Task — Pictures do not belong in the output. Reproduce exactly the lines from the start of the records through the line with "Target: green plant".

Raw data —

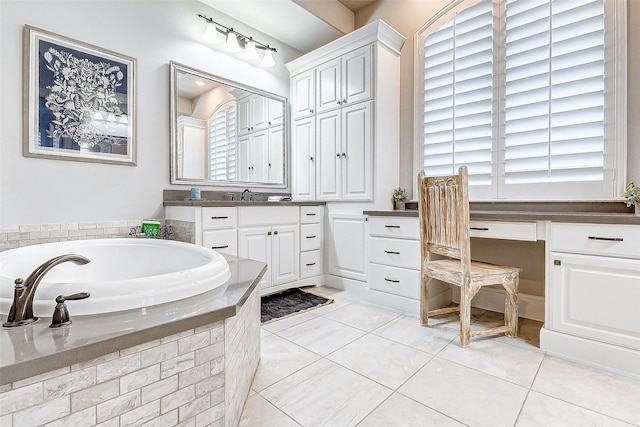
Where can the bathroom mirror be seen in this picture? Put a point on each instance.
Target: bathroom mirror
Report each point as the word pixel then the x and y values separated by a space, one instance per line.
pixel 225 133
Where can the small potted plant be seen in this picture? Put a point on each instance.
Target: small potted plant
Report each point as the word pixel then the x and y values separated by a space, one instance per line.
pixel 632 196
pixel 399 198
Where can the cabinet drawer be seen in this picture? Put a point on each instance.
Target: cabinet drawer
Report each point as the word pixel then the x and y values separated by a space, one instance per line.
pixel 310 237
pixel 503 230
pixel 267 215
pixel 599 239
pixel 311 214
pixel 310 264
pixel 223 241
pixel 408 228
pixel 395 252
pixel 219 218
pixel 393 280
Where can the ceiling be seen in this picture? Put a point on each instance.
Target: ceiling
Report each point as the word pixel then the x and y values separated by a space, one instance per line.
pixel 286 20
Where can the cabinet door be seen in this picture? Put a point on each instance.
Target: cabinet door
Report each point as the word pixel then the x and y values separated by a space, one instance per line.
pixel 243 110
pixel 329 95
pixel 245 158
pixel 255 243
pixel 259 113
pixel 356 76
pixel 275 163
pixel 303 100
pixel 260 164
pixel 347 252
pixel 276 112
pixel 329 166
pixel 285 255
pixel 356 152
pixel 595 297
pixel 303 150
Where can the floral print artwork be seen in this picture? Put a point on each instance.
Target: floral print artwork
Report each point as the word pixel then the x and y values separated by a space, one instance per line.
pixel 82 101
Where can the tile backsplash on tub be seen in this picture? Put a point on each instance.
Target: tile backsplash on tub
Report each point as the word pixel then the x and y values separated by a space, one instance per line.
pixel 15 236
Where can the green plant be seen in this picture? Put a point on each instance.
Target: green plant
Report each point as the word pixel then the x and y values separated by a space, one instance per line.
pixel 400 195
pixel 632 194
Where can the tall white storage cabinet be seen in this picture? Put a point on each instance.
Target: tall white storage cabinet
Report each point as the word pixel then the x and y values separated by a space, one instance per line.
pixel 345 104
pixel 348 93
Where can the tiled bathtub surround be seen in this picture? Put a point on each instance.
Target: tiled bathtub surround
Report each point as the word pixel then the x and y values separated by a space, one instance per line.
pixel 193 377
pixel 14 236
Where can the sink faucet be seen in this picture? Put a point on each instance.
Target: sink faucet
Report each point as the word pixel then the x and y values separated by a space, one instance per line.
pixel 21 312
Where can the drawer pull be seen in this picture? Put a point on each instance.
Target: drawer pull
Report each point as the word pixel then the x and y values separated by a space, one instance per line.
pixel 610 239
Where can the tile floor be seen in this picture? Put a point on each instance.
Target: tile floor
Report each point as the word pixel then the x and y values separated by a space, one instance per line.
pixel 351 363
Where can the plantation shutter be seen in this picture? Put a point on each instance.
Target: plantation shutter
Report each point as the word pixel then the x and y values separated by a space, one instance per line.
pixel 554 96
pixel 222 145
pixel 458 89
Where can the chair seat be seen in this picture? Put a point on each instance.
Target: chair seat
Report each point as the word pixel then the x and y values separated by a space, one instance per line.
pixel 480 271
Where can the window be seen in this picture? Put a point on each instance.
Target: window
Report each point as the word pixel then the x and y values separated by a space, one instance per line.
pixel 223 146
pixel 523 92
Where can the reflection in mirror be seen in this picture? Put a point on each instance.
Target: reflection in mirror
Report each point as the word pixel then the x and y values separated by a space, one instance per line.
pixel 224 133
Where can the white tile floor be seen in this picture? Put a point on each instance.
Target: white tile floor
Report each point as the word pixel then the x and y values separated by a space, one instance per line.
pixel 351 363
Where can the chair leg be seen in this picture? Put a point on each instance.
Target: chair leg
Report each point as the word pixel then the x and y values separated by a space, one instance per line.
pixel 424 299
pixel 511 305
pixel 465 315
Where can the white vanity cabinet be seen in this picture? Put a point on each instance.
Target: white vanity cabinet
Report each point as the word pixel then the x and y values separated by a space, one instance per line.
pixel 593 283
pixel 219 229
pixel 271 235
pixel 344 158
pixel 303 98
pixel 303 154
pixel 344 80
pixel 311 241
pixel 394 256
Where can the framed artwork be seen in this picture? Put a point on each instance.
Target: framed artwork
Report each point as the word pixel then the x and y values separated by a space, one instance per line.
pixel 79 100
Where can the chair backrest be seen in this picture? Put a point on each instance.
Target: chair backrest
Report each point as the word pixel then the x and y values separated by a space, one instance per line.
pixel 444 215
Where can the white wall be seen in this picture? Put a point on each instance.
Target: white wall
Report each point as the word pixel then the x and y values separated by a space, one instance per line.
pixel 35 191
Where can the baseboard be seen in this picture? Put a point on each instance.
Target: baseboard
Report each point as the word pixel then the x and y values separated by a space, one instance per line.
pixel 604 355
pixel 529 306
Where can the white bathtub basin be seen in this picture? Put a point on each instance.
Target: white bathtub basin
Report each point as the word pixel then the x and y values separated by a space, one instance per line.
pixel 123 274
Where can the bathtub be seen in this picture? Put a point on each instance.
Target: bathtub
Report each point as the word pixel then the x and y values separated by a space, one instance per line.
pixel 123 274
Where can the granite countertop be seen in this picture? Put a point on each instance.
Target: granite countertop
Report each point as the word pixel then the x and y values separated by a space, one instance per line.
pixel 35 349
pixel 231 203
pixel 578 212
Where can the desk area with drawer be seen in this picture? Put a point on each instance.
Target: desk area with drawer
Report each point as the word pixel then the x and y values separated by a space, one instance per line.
pixel 591 273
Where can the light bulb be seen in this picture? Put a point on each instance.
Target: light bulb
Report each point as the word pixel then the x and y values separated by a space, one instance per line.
pixel 232 42
pixel 268 60
pixel 211 34
pixel 250 51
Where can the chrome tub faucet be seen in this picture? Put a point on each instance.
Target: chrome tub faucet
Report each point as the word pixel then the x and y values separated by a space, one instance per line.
pixel 21 312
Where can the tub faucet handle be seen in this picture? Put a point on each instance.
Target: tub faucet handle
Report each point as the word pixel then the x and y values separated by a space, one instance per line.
pixel 61 313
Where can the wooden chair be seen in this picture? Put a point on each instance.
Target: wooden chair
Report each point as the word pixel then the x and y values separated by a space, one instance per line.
pixel 444 227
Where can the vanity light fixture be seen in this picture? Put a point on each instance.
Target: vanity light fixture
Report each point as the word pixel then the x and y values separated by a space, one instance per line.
pixel 236 42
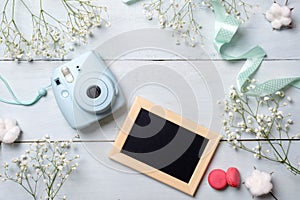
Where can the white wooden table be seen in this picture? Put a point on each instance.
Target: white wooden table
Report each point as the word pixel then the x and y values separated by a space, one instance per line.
pixel 184 79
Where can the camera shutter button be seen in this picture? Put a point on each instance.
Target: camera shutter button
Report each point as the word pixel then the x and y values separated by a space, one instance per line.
pixel 64 93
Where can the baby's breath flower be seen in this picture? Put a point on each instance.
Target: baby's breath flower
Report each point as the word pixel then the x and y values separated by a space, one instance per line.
pixel 37 166
pixel 52 36
pixel 246 116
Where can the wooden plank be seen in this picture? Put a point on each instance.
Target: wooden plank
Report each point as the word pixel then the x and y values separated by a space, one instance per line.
pixel 126 19
pixel 187 88
pixel 99 177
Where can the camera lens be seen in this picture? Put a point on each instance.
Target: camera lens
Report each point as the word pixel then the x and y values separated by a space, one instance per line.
pixel 93 92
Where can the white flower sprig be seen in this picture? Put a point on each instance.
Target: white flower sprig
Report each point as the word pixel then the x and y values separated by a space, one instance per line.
pixel 239 8
pixel 46 166
pixel 177 15
pixel 181 16
pixel 52 36
pixel 262 118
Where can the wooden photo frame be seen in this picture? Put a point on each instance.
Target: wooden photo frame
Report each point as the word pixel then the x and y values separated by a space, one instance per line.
pixel 165 146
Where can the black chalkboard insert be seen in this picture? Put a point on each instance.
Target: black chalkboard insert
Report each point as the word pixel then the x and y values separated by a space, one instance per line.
pixel 164 145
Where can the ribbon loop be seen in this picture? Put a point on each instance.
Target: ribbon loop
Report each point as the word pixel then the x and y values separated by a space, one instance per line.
pixel 226 26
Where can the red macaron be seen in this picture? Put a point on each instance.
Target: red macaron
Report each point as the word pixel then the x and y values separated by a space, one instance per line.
pixel 233 177
pixel 217 179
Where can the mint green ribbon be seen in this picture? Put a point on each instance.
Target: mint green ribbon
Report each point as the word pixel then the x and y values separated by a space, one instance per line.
pixel 226 26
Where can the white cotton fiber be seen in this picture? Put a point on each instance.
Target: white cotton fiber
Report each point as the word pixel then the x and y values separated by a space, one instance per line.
pixel 259 183
pixel 10 123
pixel 279 16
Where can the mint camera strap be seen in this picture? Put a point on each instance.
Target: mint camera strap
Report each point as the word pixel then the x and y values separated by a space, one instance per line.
pixel 41 93
pixel 226 26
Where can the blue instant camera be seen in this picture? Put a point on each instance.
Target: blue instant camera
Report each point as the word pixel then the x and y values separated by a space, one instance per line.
pixel 86 90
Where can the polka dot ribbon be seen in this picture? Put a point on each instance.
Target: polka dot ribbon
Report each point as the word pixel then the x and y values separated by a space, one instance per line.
pixel 226 26
pixel 41 93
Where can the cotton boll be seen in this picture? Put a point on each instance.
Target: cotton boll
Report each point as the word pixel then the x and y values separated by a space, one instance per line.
pixel 276 24
pixel 2 133
pixel 270 16
pixel 10 123
pixel 279 16
pixel 11 135
pixel 285 21
pixel 275 9
pixel 259 183
pixel 286 11
pixel 2 123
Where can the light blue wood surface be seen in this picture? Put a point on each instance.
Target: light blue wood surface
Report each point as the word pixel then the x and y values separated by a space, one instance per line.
pixel 183 79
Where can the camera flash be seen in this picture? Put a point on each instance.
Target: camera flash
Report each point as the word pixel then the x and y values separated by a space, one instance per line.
pixel 67 74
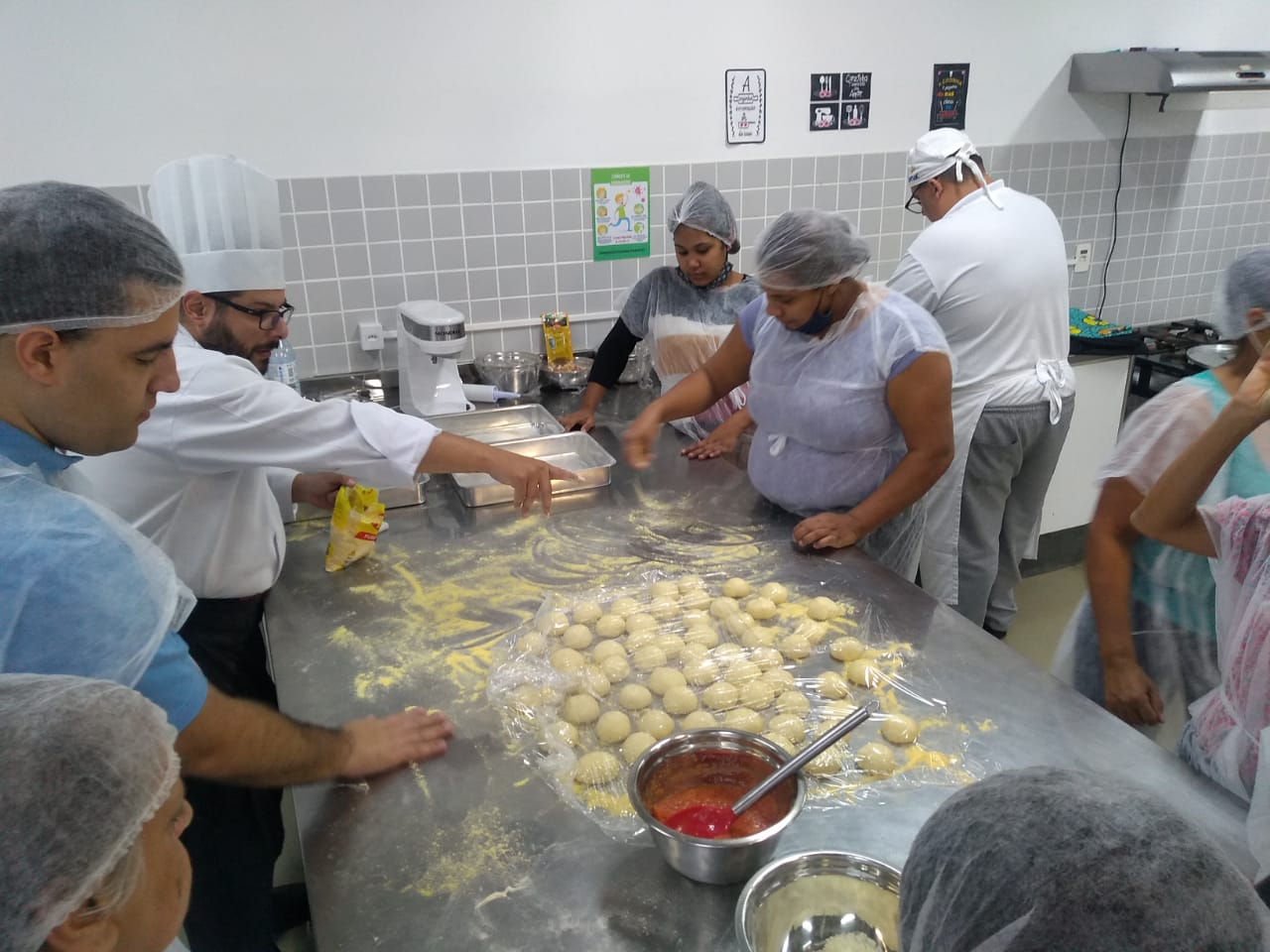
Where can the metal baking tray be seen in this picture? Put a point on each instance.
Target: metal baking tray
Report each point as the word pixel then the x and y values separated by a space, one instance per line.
pixel 500 424
pixel 576 452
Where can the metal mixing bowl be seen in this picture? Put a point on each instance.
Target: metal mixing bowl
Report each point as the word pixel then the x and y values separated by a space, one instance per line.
pixel 513 371
pixel 675 765
pixel 801 901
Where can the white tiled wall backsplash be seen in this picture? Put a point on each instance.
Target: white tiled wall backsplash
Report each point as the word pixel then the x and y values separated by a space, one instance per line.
pixel 504 246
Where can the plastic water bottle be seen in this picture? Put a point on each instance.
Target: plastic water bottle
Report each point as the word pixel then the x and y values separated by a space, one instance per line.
pixel 282 366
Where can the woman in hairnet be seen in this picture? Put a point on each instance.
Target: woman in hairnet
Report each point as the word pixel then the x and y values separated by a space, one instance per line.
pixel 849 389
pixel 1143 643
pixel 91 810
pixel 1109 870
pixel 684 312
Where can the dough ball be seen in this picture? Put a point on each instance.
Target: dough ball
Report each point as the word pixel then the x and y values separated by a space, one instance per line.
pixel 822 608
pixel 576 636
pixel 793 702
pixel 721 694
pixel 662 679
pixel 795 648
pixel 616 667
pixel 562 733
pixel 846 649
pixel 757 694
pixel 761 608
pixel 648 656
pixel 779 678
pixel 663 608
pixel 531 644
pixel 864 673
pixel 695 601
pixel 612 728
pixel 671 644
pixel 580 708
pixel 624 606
pixel 724 607
pixel 701 673
pixel 758 636
pixel 743 719
pixel 585 612
pixel 775 592
pixel 899 729
pixel 832 684
pixel 876 758
pixel 813 631
pixel 680 699
pixel 567 658
pixel 792 726
pixel 554 624
pixel 640 621
pixel 610 626
pixel 659 724
pixel 766 657
pixel 636 744
pixel 597 769
pixel 665 588
pixel 594 680
pixel 701 635
pixel 634 697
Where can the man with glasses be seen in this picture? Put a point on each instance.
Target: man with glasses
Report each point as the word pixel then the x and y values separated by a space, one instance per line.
pixel 214 474
pixel 992 271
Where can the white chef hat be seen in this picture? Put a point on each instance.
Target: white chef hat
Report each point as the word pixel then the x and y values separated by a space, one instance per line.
pixel 221 214
pixel 940 150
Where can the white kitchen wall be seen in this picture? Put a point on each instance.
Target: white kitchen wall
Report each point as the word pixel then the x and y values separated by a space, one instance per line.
pixel 107 91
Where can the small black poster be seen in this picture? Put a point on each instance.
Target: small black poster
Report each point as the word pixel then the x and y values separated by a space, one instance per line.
pixel 948 95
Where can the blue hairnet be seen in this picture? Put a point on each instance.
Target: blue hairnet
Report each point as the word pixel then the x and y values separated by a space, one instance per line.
pixel 1043 860
pixel 1243 286
pixel 71 257
pixel 810 249
pixel 703 208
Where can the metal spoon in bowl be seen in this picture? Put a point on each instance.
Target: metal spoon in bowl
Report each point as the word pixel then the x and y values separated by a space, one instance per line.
pixel 710 821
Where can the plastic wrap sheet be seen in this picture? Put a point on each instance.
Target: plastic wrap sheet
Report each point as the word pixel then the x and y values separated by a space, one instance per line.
pixel 597 676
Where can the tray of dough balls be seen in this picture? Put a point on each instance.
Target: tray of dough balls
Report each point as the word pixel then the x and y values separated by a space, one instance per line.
pixel 597 678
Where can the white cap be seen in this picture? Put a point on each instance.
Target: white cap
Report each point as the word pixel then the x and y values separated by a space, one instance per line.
pixel 221 214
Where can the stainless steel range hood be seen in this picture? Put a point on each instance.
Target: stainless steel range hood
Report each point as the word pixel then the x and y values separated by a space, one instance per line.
pixel 1165 71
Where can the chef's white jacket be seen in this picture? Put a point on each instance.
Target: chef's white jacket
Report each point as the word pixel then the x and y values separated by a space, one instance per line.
pixel 209 476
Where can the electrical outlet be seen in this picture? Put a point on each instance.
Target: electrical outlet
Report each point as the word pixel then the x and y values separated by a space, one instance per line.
pixel 370 334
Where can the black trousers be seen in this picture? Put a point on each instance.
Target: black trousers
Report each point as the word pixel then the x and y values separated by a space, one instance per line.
pixel 236 834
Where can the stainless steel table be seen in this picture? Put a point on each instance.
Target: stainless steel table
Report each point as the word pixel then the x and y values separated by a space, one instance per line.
pixel 474 851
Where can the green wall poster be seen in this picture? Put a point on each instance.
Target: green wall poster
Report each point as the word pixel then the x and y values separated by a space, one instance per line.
pixel 620 212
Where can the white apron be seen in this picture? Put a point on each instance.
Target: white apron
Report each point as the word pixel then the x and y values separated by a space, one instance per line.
pixel 939 561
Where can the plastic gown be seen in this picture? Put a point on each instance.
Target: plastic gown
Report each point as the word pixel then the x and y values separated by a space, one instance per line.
pixel 826 435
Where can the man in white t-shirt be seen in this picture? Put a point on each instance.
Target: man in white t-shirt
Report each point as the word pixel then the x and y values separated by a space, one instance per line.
pixel 992 270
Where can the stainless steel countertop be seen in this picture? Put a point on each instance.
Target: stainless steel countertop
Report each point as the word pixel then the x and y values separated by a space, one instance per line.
pixel 474 851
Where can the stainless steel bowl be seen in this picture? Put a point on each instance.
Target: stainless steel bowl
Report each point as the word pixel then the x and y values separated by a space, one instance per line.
pixel 801 901
pixel 571 375
pixel 675 765
pixel 513 371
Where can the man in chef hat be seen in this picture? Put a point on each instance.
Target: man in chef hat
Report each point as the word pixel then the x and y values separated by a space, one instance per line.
pixel 992 270
pixel 213 476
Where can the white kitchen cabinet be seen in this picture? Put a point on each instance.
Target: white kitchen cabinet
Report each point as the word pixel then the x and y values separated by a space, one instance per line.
pixel 1100 390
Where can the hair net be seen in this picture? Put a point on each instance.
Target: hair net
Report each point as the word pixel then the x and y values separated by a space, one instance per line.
pixel 810 249
pixel 86 763
pixel 703 208
pixel 71 257
pixel 1039 860
pixel 1243 286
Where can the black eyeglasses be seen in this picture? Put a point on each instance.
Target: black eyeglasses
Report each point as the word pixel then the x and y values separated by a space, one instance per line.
pixel 268 318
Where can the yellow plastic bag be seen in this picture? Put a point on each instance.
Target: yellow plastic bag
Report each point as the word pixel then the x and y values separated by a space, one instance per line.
pixel 354 525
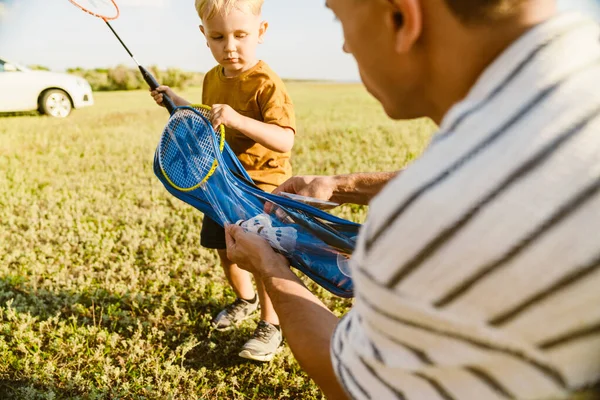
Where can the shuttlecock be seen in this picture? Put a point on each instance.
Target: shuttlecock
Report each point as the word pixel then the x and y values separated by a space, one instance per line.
pixel 282 238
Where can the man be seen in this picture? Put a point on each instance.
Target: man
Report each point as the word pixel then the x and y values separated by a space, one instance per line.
pixel 477 273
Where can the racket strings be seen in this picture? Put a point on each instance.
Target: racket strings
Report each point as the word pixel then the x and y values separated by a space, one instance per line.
pixel 106 9
pixel 186 150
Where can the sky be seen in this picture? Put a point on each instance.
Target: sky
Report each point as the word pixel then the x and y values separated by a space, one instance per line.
pixel 303 41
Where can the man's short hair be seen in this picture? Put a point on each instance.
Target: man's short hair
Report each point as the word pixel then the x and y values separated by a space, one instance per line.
pixel 476 11
pixel 209 8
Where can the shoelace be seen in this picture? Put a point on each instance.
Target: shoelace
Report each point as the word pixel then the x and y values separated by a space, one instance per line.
pixel 263 331
pixel 236 307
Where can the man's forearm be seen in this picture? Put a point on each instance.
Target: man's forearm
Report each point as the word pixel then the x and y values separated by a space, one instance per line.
pixel 360 188
pixel 308 327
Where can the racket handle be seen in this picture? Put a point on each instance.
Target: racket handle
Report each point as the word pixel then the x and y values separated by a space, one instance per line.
pixel 153 83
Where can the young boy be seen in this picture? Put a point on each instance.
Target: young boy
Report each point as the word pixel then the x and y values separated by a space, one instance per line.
pixel 251 101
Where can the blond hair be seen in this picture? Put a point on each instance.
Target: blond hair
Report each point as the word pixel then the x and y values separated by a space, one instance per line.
pixel 209 8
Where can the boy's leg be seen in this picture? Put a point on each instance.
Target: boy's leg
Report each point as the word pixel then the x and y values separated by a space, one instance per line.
pixel 240 280
pixel 267 337
pixel 267 311
pixel 212 236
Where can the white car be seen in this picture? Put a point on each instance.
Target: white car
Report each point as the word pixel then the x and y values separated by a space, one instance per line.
pixel 54 94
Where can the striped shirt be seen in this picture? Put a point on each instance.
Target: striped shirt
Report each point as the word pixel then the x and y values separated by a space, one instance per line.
pixel 477 273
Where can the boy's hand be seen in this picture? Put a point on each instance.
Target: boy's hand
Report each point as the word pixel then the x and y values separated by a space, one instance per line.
pixel 224 114
pixel 157 95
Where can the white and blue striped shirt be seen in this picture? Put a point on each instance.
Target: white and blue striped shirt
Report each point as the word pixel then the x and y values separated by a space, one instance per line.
pixel 477 274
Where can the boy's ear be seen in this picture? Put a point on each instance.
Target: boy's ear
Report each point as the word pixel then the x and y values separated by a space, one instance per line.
pixel 262 30
pixel 406 18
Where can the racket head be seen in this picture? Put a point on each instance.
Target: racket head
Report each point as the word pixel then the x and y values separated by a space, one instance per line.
pixel 103 9
pixel 186 153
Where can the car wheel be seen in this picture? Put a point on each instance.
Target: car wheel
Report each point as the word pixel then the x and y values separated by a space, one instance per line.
pixel 56 103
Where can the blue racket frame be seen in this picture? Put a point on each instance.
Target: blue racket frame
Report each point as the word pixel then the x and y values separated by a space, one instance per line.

Solution below —
Where can the bathroom mirror be seen in this picture? Put a point on each instance.
Target: bathroom mirror
Report each point as the word pixel then the x and y values separated by a space, one instance per line.
pixel 225 133
Where can the small potted plant be seen in this picture? Put a point on each instance.
Target: small potted plant
Report each point as the word pixel then the x and y values separated by a space, one instance per line.
pixel 632 196
pixel 399 198
Where can the cabinet drawer be seen in this picture? Put a point on each instance.
Target: cabinet drawer
Report each point as the word pixel then the x and y values separated by a space, one instance per line.
pixel 310 237
pixel 503 230
pixel 267 215
pixel 599 239
pixel 311 214
pixel 310 264
pixel 223 241
pixel 408 228
pixel 395 252
pixel 219 218
pixel 393 280
Where can the ceiling be seen in this picture? Put a point on each instance.
Target: ceiling
Report each point as the word pixel then the x and y values separated by a space, one instance per line.
pixel 286 20
Where can the cabinet door be seen in this picture? Put a point on each instance.
Target: cabinet door
Report each point as the word pixel then the x and y values separated by a space, one instance per line.
pixel 243 110
pixel 329 95
pixel 245 158
pixel 255 243
pixel 259 113
pixel 356 76
pixel 275 163
pixel 303 100
pixel 260 164
pixel 347 252
pixel 276 112
pixel 329 166
pixel 285 255
pixel 356 152
pixel 595 297
pixel 303 150
Where can the floral print artwork be seen in this picture? Put a point on each instance.
Target: floral print artwork
Report each point as the word pixel then the x and y values separated by a space, one instance per line.
pixel 82 101
Where can the tile backsplash on tub be seen in this picture? Put a point on each instance.
Target: tile backsplash on tub
Report each point as the word pixel then the x and y values separated by a space, one instance per line.
pixel 15 236
Where can the green plant be seen in this picture? Put a point on each instance.
Target: green plant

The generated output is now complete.